** INPUT DATA follows **
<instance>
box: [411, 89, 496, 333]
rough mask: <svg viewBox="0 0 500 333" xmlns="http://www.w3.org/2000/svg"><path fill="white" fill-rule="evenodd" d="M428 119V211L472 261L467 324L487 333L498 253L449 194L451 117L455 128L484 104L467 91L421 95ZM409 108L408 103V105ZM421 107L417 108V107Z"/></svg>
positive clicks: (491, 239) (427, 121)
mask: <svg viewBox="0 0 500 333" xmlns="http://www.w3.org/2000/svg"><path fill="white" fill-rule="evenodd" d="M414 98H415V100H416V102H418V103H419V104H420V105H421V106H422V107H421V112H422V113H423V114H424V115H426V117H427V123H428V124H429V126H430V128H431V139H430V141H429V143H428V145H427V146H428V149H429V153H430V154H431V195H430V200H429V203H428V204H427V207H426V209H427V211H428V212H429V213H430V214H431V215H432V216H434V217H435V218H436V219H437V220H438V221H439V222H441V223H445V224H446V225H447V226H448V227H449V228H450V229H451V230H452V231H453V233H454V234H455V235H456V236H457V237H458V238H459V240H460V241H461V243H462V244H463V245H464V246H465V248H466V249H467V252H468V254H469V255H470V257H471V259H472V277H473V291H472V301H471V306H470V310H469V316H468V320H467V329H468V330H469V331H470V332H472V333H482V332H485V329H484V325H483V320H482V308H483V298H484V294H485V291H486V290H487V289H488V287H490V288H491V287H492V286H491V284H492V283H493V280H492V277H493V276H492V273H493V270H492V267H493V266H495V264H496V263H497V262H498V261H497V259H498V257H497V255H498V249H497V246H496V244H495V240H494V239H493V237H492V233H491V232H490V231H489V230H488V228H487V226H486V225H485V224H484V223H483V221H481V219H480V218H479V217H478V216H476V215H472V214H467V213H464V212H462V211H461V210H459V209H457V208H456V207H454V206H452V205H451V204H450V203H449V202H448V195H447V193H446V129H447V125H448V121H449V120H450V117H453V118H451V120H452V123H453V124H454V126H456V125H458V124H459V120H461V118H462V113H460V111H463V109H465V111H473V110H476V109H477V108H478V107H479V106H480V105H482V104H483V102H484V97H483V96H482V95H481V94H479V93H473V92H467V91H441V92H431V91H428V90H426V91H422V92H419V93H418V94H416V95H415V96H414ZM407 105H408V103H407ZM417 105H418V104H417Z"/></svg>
** End of INPUT DATA **
** INPUT DATA follows **
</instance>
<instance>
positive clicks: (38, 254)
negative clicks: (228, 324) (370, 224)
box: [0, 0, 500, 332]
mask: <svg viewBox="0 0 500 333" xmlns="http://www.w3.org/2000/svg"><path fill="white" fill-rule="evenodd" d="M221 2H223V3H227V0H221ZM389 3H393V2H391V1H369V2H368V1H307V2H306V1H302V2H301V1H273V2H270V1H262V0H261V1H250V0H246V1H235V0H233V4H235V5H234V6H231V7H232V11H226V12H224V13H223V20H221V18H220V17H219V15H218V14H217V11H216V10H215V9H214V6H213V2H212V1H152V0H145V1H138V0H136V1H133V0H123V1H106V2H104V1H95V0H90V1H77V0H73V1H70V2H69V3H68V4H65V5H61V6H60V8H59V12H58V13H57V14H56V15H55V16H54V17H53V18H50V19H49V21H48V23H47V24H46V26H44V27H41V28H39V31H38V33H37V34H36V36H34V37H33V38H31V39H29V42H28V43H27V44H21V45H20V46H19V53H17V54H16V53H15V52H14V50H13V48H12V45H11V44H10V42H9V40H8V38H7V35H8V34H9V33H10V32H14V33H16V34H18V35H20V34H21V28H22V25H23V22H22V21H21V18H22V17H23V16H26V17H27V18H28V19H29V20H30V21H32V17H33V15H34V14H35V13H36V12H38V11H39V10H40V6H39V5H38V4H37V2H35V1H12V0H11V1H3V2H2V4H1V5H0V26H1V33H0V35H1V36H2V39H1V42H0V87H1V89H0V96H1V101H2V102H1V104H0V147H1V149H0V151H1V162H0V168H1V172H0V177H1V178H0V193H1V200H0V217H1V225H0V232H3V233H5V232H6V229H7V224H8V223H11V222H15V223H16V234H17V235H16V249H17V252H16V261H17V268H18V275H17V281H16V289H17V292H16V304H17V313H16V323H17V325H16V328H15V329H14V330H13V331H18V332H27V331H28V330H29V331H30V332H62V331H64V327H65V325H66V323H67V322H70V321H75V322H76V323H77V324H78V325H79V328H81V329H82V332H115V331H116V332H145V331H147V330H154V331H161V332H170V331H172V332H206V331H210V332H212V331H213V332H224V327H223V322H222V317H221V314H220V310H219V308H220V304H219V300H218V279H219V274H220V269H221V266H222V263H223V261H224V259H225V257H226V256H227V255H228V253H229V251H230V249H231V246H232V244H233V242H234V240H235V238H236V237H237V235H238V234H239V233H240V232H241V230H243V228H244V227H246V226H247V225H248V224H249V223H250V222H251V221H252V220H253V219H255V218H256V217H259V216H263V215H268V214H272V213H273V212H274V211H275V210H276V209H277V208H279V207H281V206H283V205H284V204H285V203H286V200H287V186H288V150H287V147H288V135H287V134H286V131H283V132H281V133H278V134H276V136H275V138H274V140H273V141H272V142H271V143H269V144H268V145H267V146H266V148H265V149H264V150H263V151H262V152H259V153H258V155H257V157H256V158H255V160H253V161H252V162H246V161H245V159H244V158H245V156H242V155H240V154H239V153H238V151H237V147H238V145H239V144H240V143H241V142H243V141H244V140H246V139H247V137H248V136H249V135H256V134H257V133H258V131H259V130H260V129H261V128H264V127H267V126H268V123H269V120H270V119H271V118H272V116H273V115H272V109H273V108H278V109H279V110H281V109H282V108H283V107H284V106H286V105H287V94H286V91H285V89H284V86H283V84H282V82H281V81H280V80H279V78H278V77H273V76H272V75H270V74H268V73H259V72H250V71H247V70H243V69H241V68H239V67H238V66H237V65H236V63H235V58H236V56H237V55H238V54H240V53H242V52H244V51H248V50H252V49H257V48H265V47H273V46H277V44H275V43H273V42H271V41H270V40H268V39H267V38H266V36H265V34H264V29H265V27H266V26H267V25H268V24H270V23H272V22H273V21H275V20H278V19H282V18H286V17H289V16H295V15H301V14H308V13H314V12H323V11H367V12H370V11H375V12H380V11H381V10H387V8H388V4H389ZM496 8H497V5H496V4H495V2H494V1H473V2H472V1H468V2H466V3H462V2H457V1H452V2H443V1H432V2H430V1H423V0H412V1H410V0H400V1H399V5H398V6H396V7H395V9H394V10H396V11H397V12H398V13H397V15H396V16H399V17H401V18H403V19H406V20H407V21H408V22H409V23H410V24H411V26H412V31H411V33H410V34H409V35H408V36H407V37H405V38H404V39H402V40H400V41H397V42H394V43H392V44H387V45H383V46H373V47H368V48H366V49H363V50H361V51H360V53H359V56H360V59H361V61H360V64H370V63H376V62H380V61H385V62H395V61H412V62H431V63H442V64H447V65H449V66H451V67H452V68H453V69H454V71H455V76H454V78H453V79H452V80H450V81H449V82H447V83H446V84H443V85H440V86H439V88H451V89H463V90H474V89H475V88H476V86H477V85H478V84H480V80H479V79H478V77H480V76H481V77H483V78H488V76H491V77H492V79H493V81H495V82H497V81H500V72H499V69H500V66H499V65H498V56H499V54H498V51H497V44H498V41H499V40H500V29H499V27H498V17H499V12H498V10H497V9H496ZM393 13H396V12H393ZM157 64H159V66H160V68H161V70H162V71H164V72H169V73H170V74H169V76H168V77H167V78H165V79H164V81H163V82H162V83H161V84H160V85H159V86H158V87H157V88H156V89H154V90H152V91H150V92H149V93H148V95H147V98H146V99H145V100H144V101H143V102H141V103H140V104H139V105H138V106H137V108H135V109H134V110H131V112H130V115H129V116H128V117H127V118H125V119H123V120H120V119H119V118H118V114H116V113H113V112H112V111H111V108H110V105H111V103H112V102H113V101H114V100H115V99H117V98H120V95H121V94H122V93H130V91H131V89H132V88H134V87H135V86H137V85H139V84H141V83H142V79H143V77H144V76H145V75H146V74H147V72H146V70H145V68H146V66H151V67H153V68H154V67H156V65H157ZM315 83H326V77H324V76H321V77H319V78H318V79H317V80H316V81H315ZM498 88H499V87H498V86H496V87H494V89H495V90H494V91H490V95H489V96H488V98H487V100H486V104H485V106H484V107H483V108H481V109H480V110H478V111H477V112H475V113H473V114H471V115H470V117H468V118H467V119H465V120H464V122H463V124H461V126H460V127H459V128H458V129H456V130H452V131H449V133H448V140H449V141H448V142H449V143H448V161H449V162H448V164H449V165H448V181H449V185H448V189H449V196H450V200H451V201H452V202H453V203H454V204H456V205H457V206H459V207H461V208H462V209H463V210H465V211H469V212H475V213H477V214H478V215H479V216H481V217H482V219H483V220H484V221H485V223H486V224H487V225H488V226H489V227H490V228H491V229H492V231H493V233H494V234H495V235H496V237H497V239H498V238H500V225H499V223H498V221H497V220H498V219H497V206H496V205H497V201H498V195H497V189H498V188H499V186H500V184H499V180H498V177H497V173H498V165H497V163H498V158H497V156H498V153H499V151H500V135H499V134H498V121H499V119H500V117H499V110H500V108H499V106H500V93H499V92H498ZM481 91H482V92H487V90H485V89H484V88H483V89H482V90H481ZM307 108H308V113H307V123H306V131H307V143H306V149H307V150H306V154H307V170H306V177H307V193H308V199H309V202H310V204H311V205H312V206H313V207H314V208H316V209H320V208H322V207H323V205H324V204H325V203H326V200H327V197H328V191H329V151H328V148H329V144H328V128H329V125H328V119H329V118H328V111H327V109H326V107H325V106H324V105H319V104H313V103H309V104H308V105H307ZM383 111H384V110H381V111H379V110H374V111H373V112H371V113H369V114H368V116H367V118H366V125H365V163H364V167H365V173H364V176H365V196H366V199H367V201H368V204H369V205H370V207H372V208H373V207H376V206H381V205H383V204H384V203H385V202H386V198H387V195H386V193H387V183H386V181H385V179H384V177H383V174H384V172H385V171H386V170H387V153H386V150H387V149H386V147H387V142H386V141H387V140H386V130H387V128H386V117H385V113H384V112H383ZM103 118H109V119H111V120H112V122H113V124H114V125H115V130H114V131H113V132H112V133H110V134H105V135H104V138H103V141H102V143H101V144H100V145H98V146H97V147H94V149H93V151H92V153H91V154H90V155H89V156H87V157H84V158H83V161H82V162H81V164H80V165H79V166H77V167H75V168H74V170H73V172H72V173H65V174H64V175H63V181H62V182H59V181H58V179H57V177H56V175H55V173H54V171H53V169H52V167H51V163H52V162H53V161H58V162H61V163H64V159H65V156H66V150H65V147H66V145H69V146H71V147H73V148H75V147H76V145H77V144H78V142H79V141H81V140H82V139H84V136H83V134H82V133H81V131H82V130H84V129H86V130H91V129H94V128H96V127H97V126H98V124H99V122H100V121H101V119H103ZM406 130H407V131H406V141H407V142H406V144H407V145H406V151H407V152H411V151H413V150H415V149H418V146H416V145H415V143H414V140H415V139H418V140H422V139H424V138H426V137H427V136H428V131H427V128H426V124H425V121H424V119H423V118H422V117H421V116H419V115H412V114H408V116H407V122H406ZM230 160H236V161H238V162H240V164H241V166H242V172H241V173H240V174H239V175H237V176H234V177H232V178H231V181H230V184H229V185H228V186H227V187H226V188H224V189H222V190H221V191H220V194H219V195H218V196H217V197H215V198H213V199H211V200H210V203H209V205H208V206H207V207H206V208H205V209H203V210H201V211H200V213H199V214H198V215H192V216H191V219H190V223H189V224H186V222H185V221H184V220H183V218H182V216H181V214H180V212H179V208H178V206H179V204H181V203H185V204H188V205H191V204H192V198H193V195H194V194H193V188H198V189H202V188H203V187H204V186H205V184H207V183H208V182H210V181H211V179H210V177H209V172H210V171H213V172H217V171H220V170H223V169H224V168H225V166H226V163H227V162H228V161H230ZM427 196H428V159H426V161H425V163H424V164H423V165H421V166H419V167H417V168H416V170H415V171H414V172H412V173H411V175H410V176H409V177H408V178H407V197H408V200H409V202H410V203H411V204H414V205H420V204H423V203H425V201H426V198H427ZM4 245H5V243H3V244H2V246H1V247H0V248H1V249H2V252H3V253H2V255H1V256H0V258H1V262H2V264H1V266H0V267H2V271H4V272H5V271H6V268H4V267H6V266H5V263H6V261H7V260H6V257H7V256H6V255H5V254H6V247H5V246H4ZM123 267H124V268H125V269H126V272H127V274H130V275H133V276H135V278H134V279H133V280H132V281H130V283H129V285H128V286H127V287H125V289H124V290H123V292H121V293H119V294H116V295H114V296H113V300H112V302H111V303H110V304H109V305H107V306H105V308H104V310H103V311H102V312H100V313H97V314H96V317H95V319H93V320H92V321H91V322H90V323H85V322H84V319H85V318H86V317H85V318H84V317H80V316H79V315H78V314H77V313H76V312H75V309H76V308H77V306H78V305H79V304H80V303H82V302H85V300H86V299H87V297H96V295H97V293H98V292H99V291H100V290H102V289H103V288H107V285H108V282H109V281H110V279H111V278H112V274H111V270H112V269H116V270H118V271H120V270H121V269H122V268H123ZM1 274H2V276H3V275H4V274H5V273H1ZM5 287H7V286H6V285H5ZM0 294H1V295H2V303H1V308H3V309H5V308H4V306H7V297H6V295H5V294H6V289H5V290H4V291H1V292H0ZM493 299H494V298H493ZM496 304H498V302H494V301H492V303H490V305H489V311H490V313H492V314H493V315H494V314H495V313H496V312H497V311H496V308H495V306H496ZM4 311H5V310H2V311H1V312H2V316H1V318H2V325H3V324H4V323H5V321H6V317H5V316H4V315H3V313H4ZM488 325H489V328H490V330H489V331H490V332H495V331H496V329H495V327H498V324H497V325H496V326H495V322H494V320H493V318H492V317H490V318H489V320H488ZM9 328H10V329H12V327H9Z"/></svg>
** End of INPUT DATA **
__GOAL OF THE EXERCISE__
Copy out the listing's lines from the line with "</instance>" to the line with "box: [0, 0, 500, 332]", keeping both of those lines.

__EXERCISE RESPONSE__
</instance>
<instance>
positive clicks: (38, 254)
negative clicks: (228, 324) (370, 224)
box: [0, 0, 500, 332]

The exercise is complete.